EXCERPT:

_ _ _ _ _

This installation uses knowledge sharing through creative and playful activities to help inform, inspire and connect communities to the Bendigo Creek rehabilitation project.The beautiful glass Conservatory in Bendigo’s Rosalind Park was transformed into an artful world with giant pop up books full of fauna sourced from early naturalist imagery, the endemic Whirrakee Wattle was marked with a collaborative Pom Pom Tree that grew over the timespan of the exhibition as people contributed to it. There was a giant sugar glider nest, a specimen table, a sound work and lots of great hands on activities.



  • 2018 / Melbourne Knowledge Week  /  Tech Lab Collaboration  /  ArtPlay

Shapeshifters was a collaboration with audio visual artist Georgie Pinn Electric Puppet, Daniel Calvo Mosster Studio, and dancer Fiona Cameron. Using technology we explored ideas around myths and hybrid creatures to create an immersive experience. I worked on body altering costumes made from rescued industrial materials and second hand clothing to evoke animal embodiment. Children were invited to move and dance through the techno-natural environment of interactive floor projections and sprite-emanating silhouettes in what I thought became a contemporary pagan ritual that celebrated connections to nature and animal kin.

_ _ _ _ _

LISTED RECORDS:
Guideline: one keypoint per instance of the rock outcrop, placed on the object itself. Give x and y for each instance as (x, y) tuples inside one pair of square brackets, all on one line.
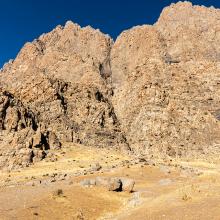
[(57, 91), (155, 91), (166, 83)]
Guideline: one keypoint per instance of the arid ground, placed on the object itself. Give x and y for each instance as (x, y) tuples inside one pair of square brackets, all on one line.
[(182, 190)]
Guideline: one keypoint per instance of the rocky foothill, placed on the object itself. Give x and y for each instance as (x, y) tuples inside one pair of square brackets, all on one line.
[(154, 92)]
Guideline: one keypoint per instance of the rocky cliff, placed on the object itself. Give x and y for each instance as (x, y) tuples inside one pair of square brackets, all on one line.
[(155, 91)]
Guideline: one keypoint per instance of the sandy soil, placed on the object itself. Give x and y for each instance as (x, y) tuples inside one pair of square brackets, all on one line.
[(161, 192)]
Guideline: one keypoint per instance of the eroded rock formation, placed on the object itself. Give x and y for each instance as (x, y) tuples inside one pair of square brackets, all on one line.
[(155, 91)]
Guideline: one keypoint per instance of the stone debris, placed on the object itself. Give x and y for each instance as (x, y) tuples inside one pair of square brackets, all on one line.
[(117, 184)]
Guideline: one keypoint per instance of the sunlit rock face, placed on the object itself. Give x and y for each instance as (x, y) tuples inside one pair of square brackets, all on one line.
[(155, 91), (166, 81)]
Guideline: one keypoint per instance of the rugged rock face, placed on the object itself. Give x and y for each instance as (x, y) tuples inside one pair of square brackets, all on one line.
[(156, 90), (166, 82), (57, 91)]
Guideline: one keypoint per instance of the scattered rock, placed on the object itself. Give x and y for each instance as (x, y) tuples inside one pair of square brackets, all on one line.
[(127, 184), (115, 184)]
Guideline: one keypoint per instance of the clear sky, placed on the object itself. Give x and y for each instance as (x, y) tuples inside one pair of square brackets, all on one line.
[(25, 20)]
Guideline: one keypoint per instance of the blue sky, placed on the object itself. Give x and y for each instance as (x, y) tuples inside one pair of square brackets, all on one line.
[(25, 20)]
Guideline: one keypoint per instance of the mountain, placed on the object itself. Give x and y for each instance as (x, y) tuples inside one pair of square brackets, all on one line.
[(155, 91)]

_ _ _ _ _

TASKS AND EXERCISES:
**a.** Put the entries into a JSON list of strings, one string per line and with blank lines left out, starting at the line containing "Guideline: one keypoint per instance of the scattered" and ending at the last line of the entries.
**b.** Continue the piece on the nature-themed art installations from its final sentence.

RESPONSES PER TASK:
**a.**
[
  "Guideline: one keypoint per instance of the scattered rock, placed on the object itself. Give x and y for each instance as (x, y) tuples inside one pair of square brackets, all on one line.",
  "[(127, 184), (115, 184)]",
  "Guideline: one keypoint per instance of the clear sky, placed on the object itself. Give x and y for each instance as (x, y) tuples inside one pair of square brackets, all on one line.",
  "[(25, 20)]",
  "Guideline: one keypoint per instance of the blue sky, placed on the object itself. Give x and y for each instance as (x, y) tuples inside one pair of square brackets, all on one line.",
  "[(25, 20)]",
  "Guideline: one keypoint per instance of the mountain, placed on the object itself. Give x and y for each instance as (x, y) tuples inside one pair of square brackets, all on one line.",
  "[(155, 91)]"
]

**b.**
The Nature of Material

  • 2017 / Recycled plastic / Yarra Sculpture Gallery 

During my research into the use of recycled soft plastics as sculptural material, a series of test moulds were made. These small brains have a variety of interesting flaws, these pieces have been placed together in an installation connected by a network of neurons.

Becoming Animal

  • 2013 / Reclaimed hardwood, cedar, steel, copper screws / Approx 2 x 1.5 x .5 meters / Photography by Devika Bilimoria

The transformation of aesthetic patterns found in the natural world alludes to a bird, a fish, a set of wings – the animal. The symbol reflects on the ancient and contemporary relationship between man and animal. It is a space to contemplate the idea of ‘becoming’, where anthropocentrism yields to sentient beings.

  • exhibited at Montalto Sculpture Show, Red Hill, VIC


  • 2011 / digitally manipulated image, digital print / 2 x 2 meters

This site specific work subtly places the animal within an urban setting. Utilising an alteration in scale, the skin of the snake becomes an object of beauty. Through camouflage the snake becomes part of the human built environment.

  • Exhibited at Bowen Lane, Melbourne CBD

Artist in Schools program

The Artist in Schools Program at Christmas Hills Primary School was joyful, creative and extremely rewarding experience and most importantly the children took complete ownership of the ‘Imaginarium project’ and were actively engaged in the entire process from concept to completion.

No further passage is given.